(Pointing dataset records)
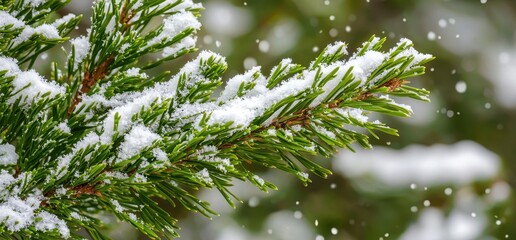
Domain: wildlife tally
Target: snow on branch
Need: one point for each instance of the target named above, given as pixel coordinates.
(104, 134)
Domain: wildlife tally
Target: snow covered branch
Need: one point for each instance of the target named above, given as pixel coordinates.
(104, 136)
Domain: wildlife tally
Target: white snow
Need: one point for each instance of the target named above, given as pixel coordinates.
(336, 49)
(8, 155)
(50, 222)
(139, 138)
(64, 127)
(9, 64)
(355, 113)
(204, 176)
(259, 180)
(46, 30)
(63, 20)
(34, 3)
(30, 86)
(160, 154)
(82, 47)
(8, 19)
(233, 84)
(460, 164)
(186, 43)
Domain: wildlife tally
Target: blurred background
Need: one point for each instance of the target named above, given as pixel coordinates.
(452, 171)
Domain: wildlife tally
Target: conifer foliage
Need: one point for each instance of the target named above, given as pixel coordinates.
(101, 135)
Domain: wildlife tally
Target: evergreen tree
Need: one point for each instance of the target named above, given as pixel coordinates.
(102, 135)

WHAT THIS TASK INVOLVES.
Write out all of the records above again, keeping every request and adding 13 to each x and y pixel coordinate in the answers. Leave the pictures out.

THE RESPONSE.
Domain: wildlife tally
Target: snow on branch
Need: one point for each instance of the target named above, given as pixel coordinates.
(117, 147)
Domain: wildlife tally
Target: snow covered branch
Need: one point for each instance of the target named above, given as pixel coordinates.
(117, 149)
Domain: wildlife tally
Target: white snow
Need: one point for each instance of the target named above, given as pixel coordinates.
(349, 62)
(21, 168)
(63, 235)
(152, 151)
(77, 140)
(22, 77)
(368, 126)
(217, 189)
(272, 193)
(59, 43)
(76, 33)
(47, 16)
(43, 99)
(173, 167)
(95, 60)
(21, 32)
(246, 97)
(473, 177)
(199, 56)
Domain: wildlife tally
Target: blurred background
Need: one point for each instance of the target named above, given as pixel coordinates.
(465, 184)
Domain: wildlife tally
Target: conifer foliage
Need: one point for each instance of the target named above, given as pixel coordinates.
(114, 148)
Domain: wildlife tally
Target: evergreen tree
Need: one point for each instance of the target named above, given as pixel coordinates.
(115, 148)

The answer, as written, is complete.